───── SELECTED TEXT
In [1]:
import os
import sys
import numpy as np
import matplotlib.pyplot as plt
import urllib.request
from astropy.io import fits as pyfits
from astropy.table import Table

# Access eBOSS quasars data

In this notebook we show a simple way to retrive a small amount of data from the SDSS repository and explore what is those.  We might use this data in future classes, for now we will only explore them, and maybe do some plots...

(Adapted from the one originally made for MACSS 2019)

## PART 1: Get the data

You will need to download:
    - The quasar catalog https://data.sdss.org/sas/dr14/eboss/qso/DR14Q/  (~1Gb)
    - The spPlates files as many as required for the sample we will define later... but be careful and dot download everything as it is ~300Gb. 
    
You can download the files directly from https://data.sdss.org/sas/dr14/eboss/qso/DR14Q/  and https://data.sdss.org/sas/dr14/eboss/spectro/redux/v5_10_0/  digging in each plate directory. Or follow the notebook...
──────────
───── RECORD EXTRACTS
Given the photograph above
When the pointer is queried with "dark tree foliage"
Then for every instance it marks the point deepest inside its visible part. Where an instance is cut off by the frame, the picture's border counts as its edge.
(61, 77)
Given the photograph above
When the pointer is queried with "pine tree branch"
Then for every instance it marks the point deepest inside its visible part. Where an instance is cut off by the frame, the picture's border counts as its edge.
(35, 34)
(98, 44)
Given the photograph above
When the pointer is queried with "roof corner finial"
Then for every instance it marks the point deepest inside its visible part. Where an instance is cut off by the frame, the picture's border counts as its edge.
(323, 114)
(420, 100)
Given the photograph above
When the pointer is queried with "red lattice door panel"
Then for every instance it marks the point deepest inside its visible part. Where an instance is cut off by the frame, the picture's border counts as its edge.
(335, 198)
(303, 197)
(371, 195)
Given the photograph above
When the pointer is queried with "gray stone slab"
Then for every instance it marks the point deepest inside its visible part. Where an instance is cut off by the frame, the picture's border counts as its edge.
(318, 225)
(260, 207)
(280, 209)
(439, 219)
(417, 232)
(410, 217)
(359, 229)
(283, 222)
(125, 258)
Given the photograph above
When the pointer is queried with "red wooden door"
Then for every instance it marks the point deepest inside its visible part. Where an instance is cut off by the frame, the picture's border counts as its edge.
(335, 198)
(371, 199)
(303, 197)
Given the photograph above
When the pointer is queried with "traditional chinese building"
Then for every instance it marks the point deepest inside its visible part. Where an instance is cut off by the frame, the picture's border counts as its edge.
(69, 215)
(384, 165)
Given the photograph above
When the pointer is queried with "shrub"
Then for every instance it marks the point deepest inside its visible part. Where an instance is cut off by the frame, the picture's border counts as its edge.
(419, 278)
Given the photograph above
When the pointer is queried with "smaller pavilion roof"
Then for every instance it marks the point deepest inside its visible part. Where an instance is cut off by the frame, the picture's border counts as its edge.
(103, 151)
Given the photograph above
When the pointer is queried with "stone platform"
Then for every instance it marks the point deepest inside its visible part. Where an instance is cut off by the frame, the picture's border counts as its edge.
──────────
• **SHORT PROBLEM**:
Reproduce the eBOSS quasar notebook text word for word, from start to finish.

• **FINAL RESULT**:
In [1]:
import os
import sys
import numpy as np
import matplotlib.pyplot as plt
import urllib.request
from astropy.io import fits as pyfits
from astropy.table import Table

# Access eBOSS quasars data

In this notebook we show a simple way to retrive a small amount of data from the SDSS repository and explore what is those.  We might use this data in future classes, for now we will only explore them, and maybe do some plots...

(Adapted from the one originally made for MACSS 2019)

## PART 1: Get the data

You will need to download:
    - The quasar catalog https://data.sdss.org/sas/dr14/eboss/qso/DR14Q/  (~1Gb)
    - The spPlates files as many as required for the sample we will define later... but be careful and dot download everything as it is ~300Gb. 
    
You can download the files directly from https://data.sdss.org/sas/dr14/eboss/qso/DR14Q/  and https://data.sdss.org/sas/dr14/eboss/spectro/redux/v5_10_0/  digging in each plate directory. Or follow the notebook...